## AVAILABLE RECORDS

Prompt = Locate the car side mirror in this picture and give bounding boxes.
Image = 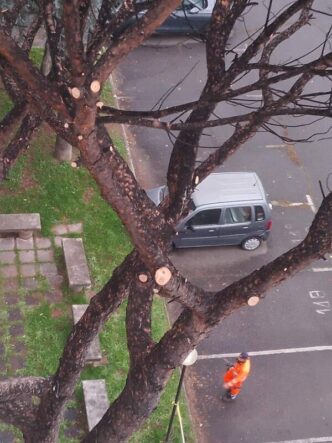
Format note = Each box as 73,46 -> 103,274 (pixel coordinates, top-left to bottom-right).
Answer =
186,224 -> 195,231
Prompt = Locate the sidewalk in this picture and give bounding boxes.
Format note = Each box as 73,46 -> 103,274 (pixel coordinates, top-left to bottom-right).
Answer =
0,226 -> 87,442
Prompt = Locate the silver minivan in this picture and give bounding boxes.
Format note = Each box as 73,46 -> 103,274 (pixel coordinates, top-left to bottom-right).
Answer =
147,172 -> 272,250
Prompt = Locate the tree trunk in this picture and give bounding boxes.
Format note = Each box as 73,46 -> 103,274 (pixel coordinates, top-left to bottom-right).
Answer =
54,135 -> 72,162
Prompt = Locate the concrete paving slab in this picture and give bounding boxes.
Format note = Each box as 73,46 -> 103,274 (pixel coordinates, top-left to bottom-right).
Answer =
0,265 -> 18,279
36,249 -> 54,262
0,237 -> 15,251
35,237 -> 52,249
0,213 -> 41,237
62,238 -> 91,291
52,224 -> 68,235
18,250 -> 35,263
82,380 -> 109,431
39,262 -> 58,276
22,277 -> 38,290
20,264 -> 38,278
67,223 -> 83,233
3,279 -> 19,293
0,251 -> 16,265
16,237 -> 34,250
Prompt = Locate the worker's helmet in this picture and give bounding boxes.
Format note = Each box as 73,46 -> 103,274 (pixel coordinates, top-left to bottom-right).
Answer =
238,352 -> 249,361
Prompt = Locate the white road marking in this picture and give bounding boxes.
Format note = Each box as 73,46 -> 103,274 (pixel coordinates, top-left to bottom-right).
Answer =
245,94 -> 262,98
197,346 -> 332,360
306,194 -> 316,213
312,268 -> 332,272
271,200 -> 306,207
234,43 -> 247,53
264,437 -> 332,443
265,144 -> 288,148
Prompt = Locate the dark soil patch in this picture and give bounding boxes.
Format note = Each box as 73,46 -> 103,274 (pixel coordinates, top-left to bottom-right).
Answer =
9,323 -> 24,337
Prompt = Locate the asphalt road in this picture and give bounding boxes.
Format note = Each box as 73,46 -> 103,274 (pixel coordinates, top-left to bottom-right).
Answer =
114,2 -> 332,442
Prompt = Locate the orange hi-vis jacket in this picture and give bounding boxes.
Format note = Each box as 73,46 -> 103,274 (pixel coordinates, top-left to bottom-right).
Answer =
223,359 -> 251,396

--

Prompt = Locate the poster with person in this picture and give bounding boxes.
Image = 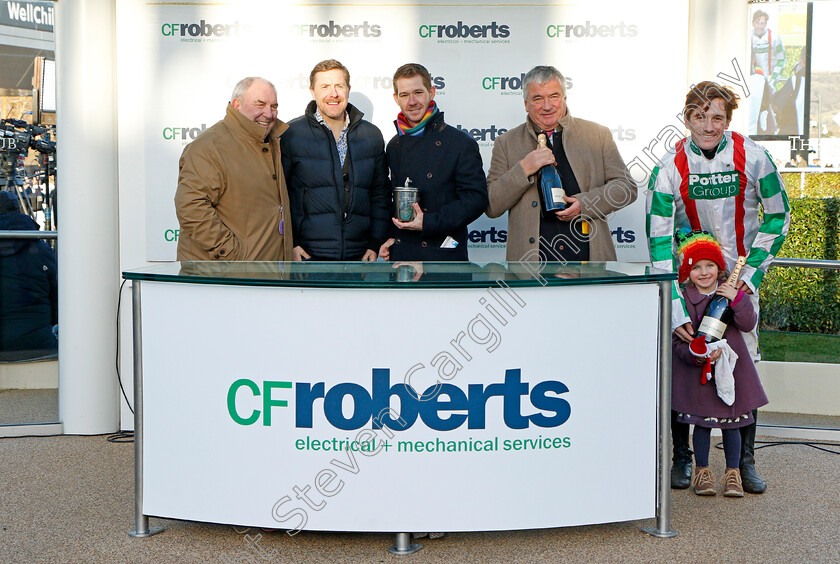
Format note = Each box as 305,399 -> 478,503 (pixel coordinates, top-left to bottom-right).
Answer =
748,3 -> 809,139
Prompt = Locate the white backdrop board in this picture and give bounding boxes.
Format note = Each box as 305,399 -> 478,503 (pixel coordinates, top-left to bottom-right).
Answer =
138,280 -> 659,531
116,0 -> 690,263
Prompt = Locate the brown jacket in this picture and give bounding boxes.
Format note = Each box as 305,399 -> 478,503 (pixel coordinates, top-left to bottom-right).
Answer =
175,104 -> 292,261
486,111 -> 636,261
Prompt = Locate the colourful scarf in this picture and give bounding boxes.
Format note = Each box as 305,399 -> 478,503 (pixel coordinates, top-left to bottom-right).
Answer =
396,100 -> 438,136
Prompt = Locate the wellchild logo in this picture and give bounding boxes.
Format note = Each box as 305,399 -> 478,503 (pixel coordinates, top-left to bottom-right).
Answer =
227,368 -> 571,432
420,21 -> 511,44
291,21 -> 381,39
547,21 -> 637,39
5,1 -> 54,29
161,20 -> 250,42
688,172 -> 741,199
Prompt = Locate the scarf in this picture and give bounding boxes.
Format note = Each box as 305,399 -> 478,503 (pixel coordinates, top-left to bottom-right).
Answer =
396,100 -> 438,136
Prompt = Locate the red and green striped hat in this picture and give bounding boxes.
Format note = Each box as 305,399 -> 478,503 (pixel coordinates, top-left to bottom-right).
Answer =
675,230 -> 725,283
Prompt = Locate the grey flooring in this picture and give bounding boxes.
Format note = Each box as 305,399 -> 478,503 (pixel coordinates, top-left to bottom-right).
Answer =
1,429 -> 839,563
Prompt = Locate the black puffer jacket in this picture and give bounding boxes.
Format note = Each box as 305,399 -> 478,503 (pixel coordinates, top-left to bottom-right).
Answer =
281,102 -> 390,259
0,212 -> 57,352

--

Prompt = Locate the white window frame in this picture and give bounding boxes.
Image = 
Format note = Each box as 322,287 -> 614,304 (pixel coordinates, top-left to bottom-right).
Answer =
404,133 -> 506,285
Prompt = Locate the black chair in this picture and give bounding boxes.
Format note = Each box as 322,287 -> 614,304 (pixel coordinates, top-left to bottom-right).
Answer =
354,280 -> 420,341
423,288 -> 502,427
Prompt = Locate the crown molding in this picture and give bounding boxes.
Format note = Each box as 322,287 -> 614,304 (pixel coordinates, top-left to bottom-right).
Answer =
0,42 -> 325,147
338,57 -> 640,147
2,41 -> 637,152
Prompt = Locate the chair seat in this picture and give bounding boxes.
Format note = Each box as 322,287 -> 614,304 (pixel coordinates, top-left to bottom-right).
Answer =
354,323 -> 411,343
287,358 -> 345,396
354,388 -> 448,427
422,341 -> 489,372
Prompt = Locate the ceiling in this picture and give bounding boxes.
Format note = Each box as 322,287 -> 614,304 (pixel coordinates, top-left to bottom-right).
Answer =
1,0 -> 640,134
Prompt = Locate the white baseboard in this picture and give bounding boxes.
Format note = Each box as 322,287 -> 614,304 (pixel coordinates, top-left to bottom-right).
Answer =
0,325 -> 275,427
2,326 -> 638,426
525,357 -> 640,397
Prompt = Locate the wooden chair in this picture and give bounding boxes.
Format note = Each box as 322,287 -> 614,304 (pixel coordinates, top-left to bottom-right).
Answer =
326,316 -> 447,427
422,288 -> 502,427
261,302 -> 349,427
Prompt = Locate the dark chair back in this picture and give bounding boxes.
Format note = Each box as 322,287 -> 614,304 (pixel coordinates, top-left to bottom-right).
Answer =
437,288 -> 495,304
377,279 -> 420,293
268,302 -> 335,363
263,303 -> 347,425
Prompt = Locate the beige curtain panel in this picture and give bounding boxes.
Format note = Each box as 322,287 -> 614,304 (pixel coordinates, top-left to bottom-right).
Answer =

## WORK ITEM
If a line contains the string "jacket", it counts toward the total; state that total for the records above and nothing more.

## THE ANSWER
3